begin Excerpted records

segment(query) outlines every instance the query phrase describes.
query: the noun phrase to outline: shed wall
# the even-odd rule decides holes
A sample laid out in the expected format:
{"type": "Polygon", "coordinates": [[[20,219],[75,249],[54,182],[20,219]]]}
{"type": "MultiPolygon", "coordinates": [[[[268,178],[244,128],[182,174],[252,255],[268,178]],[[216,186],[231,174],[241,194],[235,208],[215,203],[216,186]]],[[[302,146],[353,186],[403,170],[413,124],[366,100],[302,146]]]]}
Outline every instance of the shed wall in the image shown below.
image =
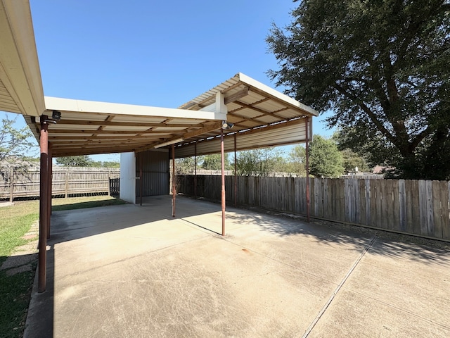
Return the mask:
{"type": "Polygon", "coordinates": [[[169,193],[169,161],[168,149],[154,149],[136,154],[136,196],[168,195],[169,193]],[[141,182],[141,180],[142,182],[141,182]]]}
{"type": "Polygon", "coordinates": [[[136,203],[136,158],[134,153],[120,154],[120,199],[136,203]]]}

end Excerpted records

> [Exercise]
Rewrite the items above, replacing "shed wall" with "barn wall" wherever it appears and keeping everything else unchanged. Omit the pictures from your version.

> [Task response]
segment(query) outlines every instance the query phrase describes.
query: the noun phrase to outline: barn wall
# the even-odd rule decides holes
A sample laid out in the expected format:
{"type": "Polygon", "coordinates": [[[20,219],[75,249],[54,182],[20,219]]]}
{"type": "MultiPolygon", "coordinates": [[[[268,178],[244,128],[182,174],[252,255],[268,178]],[[216,186],[231,174],[241,194],[235,208],[215,203],[216,186]]],[[[302,146],[353,186],[403,170],[413,124],[366,100],[302,146]]]]}
Outline every instance of the barn wall in the image shown below.
image =
Return the mask:
{"type": "Polygon", "coordinates": [[[169,193],[169,161],[168,149],[154,149],[136,154],[136,196],[168,195],[169,193]],[[141,182],[141,180],[142,182],[141,182]]]}
{"type": "Polygon", "coordinates": [[[136,203],[136,158],[134,153],[120,154],[120,199],[136,203]]]}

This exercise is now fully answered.